§ **Task instructions**:
1. Answer these questions from the excerpt on trigger warnings:
(a) Which company published the book?
(b) In what month and year did the New York Times call attention to trigger warnings on college campuses?
(c) Which two novels did the Rutgers student's op-ed ask to have trigger warnings?
2. Rewrite the paragraph beginning "In May 2014, the New York Times" from the excerpt on trigger warnings as a short bulleted list that keeps its main facts.

§ **Selected passage**:
========================================

Freedom from Speech (Encounter Broadside) by Greg Lukianoff
Author:Greg Lukianoff [Lukianoff, Greg]
Language: eng
Format: azw3
ISBN: 9781594038082
Publisher: Encounter Books
Published: 2014-09-08T16:00:00+00:00
IMPOSSIBLE EXPECTATIONS: TRIGGER WARNINGS
In May 2014, the New York Times called attention to a new arrival on the college campus: trigger warnings. Seemingly overnight, colleges and universities across America have begun fielding student demands that their professors issue content warnings before covering any material that might evoke a negative emotional response. By way of illustration, the Times article (titled “Warning: The Literary Canon Could Make Students Squirm”) pointed to a Rutgers student’s op-ed requesting trigger warnings for The Great Gatsby, which apparently “possesses a variety of scenes that reference gory, abusive and misogynistic violence,” and Mrs. Dalloway, which the student called “a disturbing narrative” that discusses “suicidal inclinations” and “post-traumatic experiences.” The article generated significant discussion, with readers questioning why college students would need trigger warnings – which are generally billed as a way to help those who suffer from post-traumatic stress disorder (PTSD), a serious mental-health condition – before reading the type of material that any college student should expect to encounter on any college campus.

========================================

§ **Data excerpts**:

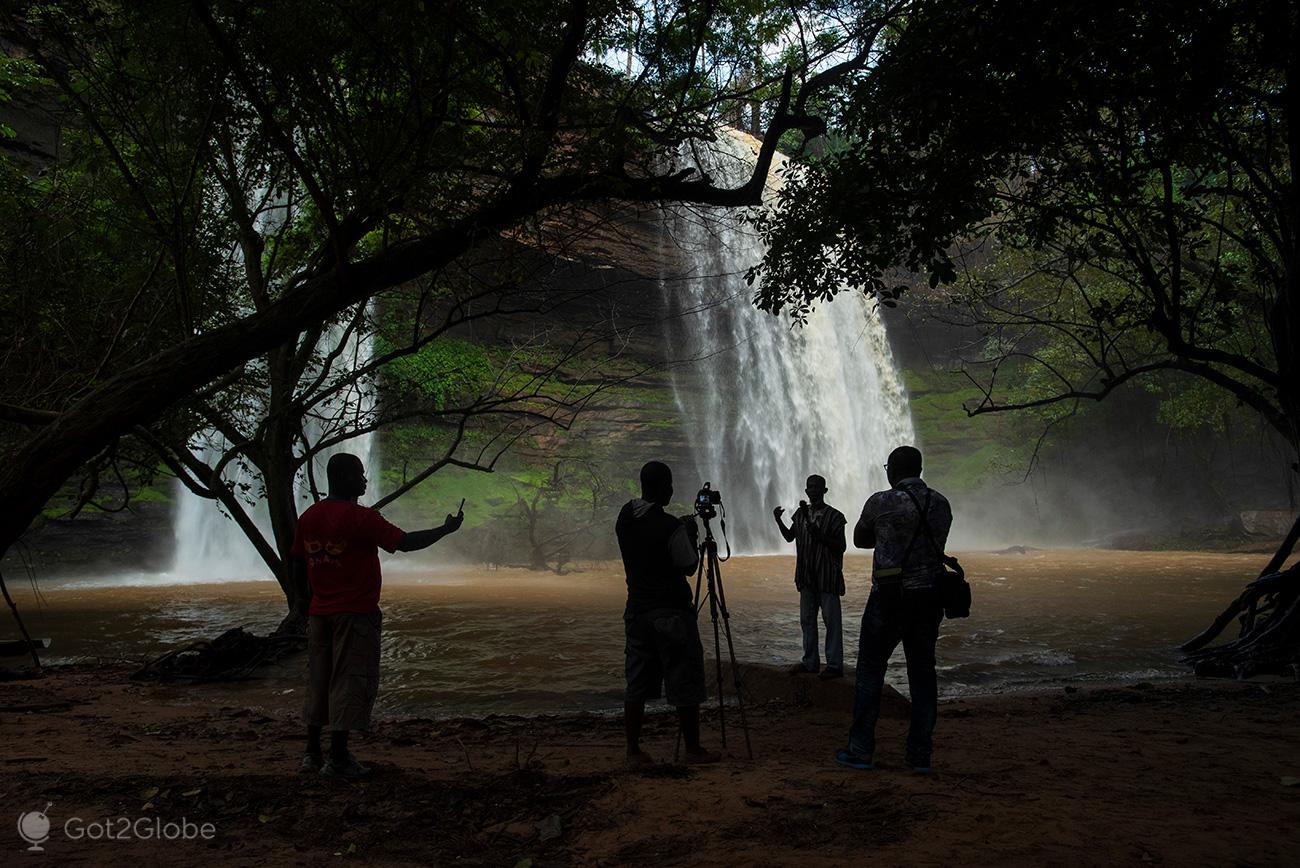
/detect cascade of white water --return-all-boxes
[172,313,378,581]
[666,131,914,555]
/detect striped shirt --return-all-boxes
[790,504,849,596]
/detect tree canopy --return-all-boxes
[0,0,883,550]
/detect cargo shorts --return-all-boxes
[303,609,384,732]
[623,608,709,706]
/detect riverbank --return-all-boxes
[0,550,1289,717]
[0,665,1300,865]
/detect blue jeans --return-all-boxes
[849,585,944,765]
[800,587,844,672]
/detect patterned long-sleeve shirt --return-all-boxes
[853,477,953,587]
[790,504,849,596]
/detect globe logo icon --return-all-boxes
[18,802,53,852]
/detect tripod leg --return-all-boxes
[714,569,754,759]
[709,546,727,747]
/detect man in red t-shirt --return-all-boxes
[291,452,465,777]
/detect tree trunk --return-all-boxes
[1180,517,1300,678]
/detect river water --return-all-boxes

========================================

§ **Results**:
1.
(a) Encounter Books
(b) May 2014
(c) The Great Gatsby and Mrs. Dalloway

2.
- In May 2014, the New York Times reported on a new development at colleges: trigger warnings.
- Students at colleges and universities across America have begun demanding that professors give content warnings before covering material that might provoke a negative emotional response.
- The Times article, "Warning: The Literary Canon Could Make Students Squirm," cited a Rutgers student's op-ed that requested trigger warnings for The Great Gatsby, for its "gory, abusive and misogynistic violence," and for Mrs. Dalloway, for its "suicidal inclinations" and "post-traumatic experiences."
- The article drew wide discussion. Readers asked why college students would need trigger warnings, which are usually presented as a help for people with PTSD, before reading material any college student should expect to encounter.